> Data to use:

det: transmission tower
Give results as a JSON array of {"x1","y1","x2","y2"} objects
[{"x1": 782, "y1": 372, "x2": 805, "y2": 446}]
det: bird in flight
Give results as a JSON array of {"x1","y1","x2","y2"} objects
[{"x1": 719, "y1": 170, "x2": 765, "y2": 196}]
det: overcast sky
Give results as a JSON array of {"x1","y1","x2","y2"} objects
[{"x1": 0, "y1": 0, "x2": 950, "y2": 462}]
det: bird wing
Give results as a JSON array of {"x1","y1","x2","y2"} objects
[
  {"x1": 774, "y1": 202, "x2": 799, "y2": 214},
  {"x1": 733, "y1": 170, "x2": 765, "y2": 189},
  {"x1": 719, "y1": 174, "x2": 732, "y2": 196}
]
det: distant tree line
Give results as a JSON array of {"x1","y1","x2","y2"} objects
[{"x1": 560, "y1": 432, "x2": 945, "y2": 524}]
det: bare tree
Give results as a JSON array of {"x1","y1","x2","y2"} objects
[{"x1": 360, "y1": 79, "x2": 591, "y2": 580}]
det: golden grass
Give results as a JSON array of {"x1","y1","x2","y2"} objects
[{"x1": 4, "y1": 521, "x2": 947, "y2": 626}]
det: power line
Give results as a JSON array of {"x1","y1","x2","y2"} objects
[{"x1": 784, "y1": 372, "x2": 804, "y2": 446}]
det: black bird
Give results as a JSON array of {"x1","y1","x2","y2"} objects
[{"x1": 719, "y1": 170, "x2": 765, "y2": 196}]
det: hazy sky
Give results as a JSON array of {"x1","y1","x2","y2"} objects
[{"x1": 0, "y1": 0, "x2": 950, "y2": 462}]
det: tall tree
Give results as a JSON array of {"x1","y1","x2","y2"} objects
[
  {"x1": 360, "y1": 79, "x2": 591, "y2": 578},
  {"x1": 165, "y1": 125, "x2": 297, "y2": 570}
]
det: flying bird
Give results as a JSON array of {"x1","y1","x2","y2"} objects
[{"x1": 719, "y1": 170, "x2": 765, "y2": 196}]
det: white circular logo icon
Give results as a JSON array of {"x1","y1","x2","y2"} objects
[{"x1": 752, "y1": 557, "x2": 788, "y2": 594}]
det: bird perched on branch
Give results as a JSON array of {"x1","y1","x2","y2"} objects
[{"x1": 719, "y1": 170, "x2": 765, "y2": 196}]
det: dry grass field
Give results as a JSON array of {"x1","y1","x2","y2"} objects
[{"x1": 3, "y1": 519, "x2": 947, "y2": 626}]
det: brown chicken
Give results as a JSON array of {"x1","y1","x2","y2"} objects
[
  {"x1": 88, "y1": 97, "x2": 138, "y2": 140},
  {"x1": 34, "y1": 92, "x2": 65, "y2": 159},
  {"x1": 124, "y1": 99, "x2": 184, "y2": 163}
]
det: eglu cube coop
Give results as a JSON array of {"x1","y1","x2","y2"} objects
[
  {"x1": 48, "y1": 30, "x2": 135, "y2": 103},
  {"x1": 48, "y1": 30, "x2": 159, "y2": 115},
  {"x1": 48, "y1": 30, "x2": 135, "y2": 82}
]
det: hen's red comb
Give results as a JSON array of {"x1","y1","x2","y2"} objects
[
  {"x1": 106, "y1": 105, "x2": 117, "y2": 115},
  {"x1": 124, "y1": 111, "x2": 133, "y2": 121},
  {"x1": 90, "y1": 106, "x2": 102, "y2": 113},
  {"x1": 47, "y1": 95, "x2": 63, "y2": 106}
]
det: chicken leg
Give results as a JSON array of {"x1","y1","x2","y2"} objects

> Requirement: Please format the material from the line containing "det: bird perched on branch" through the last line of the material, both included, as a Markdown table with columns named Row and Line. Put a row number under Row and the line under Line, and leave out any blank lines.

> Final answer:
| Row | Line |
|---|---|
| 1 | det: bird perched on branch |
| 2 | Give results as a JSON array of {"x1","y1","x2","y2"} objects |
| 3 | [{"x1": 719, "y1": 170, "x2": 765, "y2": 196}] |
| 4 | det: dry grass field |
| 5 | Give results as a JSON array of {"x1","y1","x2","y2"} objects |
| 6 | [{"x1": 3, "y1": 519, "x2": 947, "y2": 626}] |
| 7 | det: brown chicken |
| 8 | Give results as a JSON array of {"x1","y1","x2","y2"} objects |
| 9 | [ |
| 10 |   {"x1": 88, "y1": 97, "x2": 138, "y2": 140}, |
| 11 |   {"x1": 34, "y1": 92, "x2": 65, "y2": 159}, |
| 12 |   {"x1": 124, "y1": 99, "x2": 184, "y2": 163} |
| 13 | ] |
| 14 | det: eglu cube coop |
| 15 | Give results as a JSON array of {"x1","y1","x2","y2"} objects |
| 16 | [ |
| 17 |   {"x1": 48, "y1": 30, "x2": 135, "y2": 103}, |
| 18 |   {"x1": 48, "y1": 30, "x2": 159, "y2": 115}, |
| 19 |   {"x1": 48, "y1": 30, "x2": 135, "y2": 82} |
| 20 | ] |
| 21 | det: hen's red comb |
| 22 | Give results as a JSON array of {"x1","y1","x2","y2"} objects |
| 23 | [ |
| 24 |   {"x1": 106, "y1": 105, "x2": 117, "y2": 115}, |
| 25 |   {"x1": 124, "y1": 111, "x2": 133, "y2": 121}, |
| 26 |   {"x1": 90, "y1": 106, "x2": 102, "y2": 113}, |
| 27 |   {"x1": 47, "y1": 95, "x2": 63, "y2": 106} |
| 28 | ] |
| 29 | det: chicken leg |
| 30 | Give results as a JSON array of {"x1","y1","x2","y2"} objects |